Location identification entries:
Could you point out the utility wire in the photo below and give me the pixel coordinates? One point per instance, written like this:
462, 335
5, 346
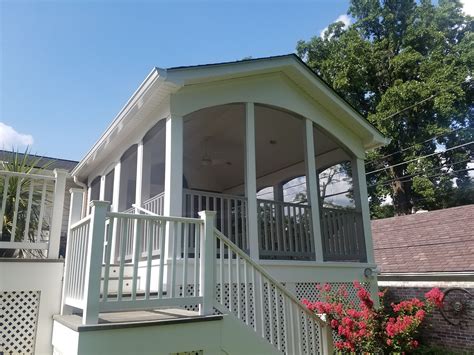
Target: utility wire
417, 144
422, 157
386, 182
428, 177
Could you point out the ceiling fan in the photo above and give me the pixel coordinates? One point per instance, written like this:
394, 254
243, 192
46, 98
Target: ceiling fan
207, 160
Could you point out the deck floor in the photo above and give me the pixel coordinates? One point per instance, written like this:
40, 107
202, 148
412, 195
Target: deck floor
134, 319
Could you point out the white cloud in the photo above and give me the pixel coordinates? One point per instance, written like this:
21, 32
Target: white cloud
9, 138
468, 7
344, 18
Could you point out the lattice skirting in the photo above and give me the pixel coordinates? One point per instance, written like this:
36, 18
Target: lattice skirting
18, 321
309, 291
236, 294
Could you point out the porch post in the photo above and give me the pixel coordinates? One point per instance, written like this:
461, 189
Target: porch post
75, 214
93, 262
251, 181
57, 217
361, 200
139, 182
173, 199
102, 188
313, 189
114, 208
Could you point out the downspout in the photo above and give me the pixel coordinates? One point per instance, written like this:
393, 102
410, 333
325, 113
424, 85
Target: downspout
84, 195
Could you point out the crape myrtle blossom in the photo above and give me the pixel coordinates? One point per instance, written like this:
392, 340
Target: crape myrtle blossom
369, 329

INSTRUCTIONS FOR THE TASK:
Reproduce all of the records above verbatim, leaving out the pictures.

RESULT:
Could you point out the utility wire in the photo below and give me the pixel coordinates? One point per instance, written like this:
462, 335
5, 346
Target: utility wire
417, 144
422, 157
386, 182
428, 177
Could you point out the ceiling fan in the photo above and give me the pixel coordinates? One point per instance, written like this:
394, 254
243, 192
46, 98
Target: ceiling fan
207, 160
Could you point out the deck floor in the photo above and give me the pixel coordinates? One point per instance, written like this:
40, 107
202, 148
412, 195
Target: deck floor
134, 319
Could you point out the white cloud in the photo above and give me the pixel coordinates? One point per instance, written like this:
21, 32
Target: white cloud
9, 138
468, 7
344, 18
Could you point out the lattice skirting in the photo above and give me the pixel coordinates? One point per instance, written like this:
36, 18
Target: lattice skirting
18, 321
309, 291
236, 294
Could you point out the porch post in the photo above and give me the pixel coordinates? One point per instance, written like this:
461, 189
Target: porch post
75, 214
93, 262
251, 181
57, 217
361, 200
139, 182
173, 199
102, 188
313, 189
114, 208
Could you point out the downspout in the photo above and give me the pixel coordinates? One point per instance, written like this:
393, 102
410, 333
325, 113
424, 85
Target: downspout
84, 195
Could you point out the crape myrtle blossom in the photo above and give me the pixel coordinates? One point per instance, written like this:
392, 340
Target: crape myrtle blossom
369, 329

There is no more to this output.